*** Text provided Section Begins ***

Tender-hearted fun at Perry League
- Published: May 27, 2010
The Perry League, Yellow Springs’ beginners baseball program, our t-ball program for girls and boys ages 2–9, for all our children regardless of race, color or creed, kicks off its 2010 season Friday night, June 4. As usual, we will have the two Gaunt Park ball diamonds from 6:30–8 p.m. every Friday night, all summer, June 4–August 6. There are no sign-ups, no fees, no need to attend every week. All you need to do if you want to play, if your kid wants to play, is show up. We have the balls, the bats, and the proper loving, patient and tender attitude.
We’re completely and totally noncompetitive and focus on having fun, fun and more fun! On having, in fact, as much fun as possible. Wanna have fun? Your kid wanna have fun? Then come on out.
In case you’re wondering, our league, the Perry League, is named in honor of Donald Perry (1933–1967) who founded the little league program in Yellow Springs. After graduation from Bryan High School in 1952, Donald tried to join the Air Force but was classified 4F when they discovered he had nephritis, a chronic kidney disease. He drove a truck for PK Lumber, put himself through college and devoted a lot of time to coaching and working with kids in various recreation programs. He did so much for kids he was chosen the Jaycee’s Man of the Year in 1963 in recognition of his “exemplary self development and unselfish contribution to youth.”
But he suffered a number of nephritis attacks over the years. His health worsened. He went to University Hospital in Columbus September 1, 1967, where his sister, Patsy, was going to give him one of her kidneys. Five days later, the day before his 34th birthday, they operated, transferring one of Patsy’s kidneys to him. It was the first kidney transplant operation ever attempted at University Hospital. It made front page news here, in Dayton, and in Columbus. “All the tests so far,” he said after the transplant, “indicate my body will accept my sister’s kidney.” He was confident and expected to be back in the classroom, teaching again by the following spring.

*** Text provided Section Ends ***
*** Extracted entries Section Begins ***

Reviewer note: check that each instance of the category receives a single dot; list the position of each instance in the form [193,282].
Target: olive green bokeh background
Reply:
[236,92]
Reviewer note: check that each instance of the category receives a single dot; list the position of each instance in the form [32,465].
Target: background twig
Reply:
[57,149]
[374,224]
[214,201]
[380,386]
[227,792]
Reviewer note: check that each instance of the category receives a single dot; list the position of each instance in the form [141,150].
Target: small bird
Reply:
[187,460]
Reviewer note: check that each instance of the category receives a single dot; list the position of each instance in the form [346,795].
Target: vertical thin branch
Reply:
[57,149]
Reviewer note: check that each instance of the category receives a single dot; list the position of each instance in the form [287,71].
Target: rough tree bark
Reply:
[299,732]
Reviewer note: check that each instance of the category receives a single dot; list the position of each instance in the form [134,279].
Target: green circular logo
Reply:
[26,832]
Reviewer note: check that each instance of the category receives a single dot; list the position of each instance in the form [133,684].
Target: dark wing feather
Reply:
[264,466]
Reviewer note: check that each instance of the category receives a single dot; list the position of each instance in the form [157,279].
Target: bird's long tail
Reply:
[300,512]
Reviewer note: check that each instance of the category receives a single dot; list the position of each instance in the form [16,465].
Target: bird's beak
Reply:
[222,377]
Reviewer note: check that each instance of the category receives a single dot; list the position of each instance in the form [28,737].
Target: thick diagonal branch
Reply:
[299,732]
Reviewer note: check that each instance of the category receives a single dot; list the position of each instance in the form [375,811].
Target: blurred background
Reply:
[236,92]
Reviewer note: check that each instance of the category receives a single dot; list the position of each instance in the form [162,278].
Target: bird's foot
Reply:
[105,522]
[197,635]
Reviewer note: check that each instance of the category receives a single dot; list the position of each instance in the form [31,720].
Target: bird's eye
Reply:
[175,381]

*** Extracted entries Section Ends ***

### [Assigned task 1]
Condense the paragraph beginning "In case you're wondering" from the Perry League article into a short bulleted list that keeps its main facts.
### [Assigned task 2]
Quote everything from "Tender-hearted fun at" down to "and tender attitude." in the Perry League article.
### [Assigned task 3]
Answer these questions from the Perry League article:
(a) During what hours are the Gaunt Park ball diamonds available on Friday nights?
(b) In what year did Donald Perry graduate from Bryan High School?
(c) Who was going to give Donald Perry a kidney?

### [Task solution 1]
- The Perry League is named for Donald Perry (1933–1967), who founded the little league program in Yellow Springs.
- After graduating from Bryan High School in 1952, he tried to join the Air Force. He was classified 4F because he had nephritis, a chronic kidney disease.
- He drove a truck for PK Lumber, put himself through college, and spent much of his time coaching and working with kids in recreation programs.
- In 1963 he was chosen the Jaycee's Man of the Year for his "exemplary self development and unselfish contribution to youth."

### [Task solution 2]
Tender-hearted fun at Perry League
- Published: May 27, 2010
The Perry League, Yellow Springs’ beginners baseball program, our t-ball program for girls and boys ages 2–9, for all our children regardless of race, color or creed, kicks off its 2010 season Friday night, June 4. As usual, we will have the two Gaunt Park ball diamonds from 6:30–8 p.m. every Friday night, all summer, June 4–August 6. There are no sign-ups, no fees, no need to attend every week. All you need to do if you want to play, if your kid wants to play, is show up. We have the balls, the bats, and the proper loving, patient and tender attitude.

### [Task solution 3]
(a) 6:30–8 p.m.
(b) 1952
(c) His sister, Patsy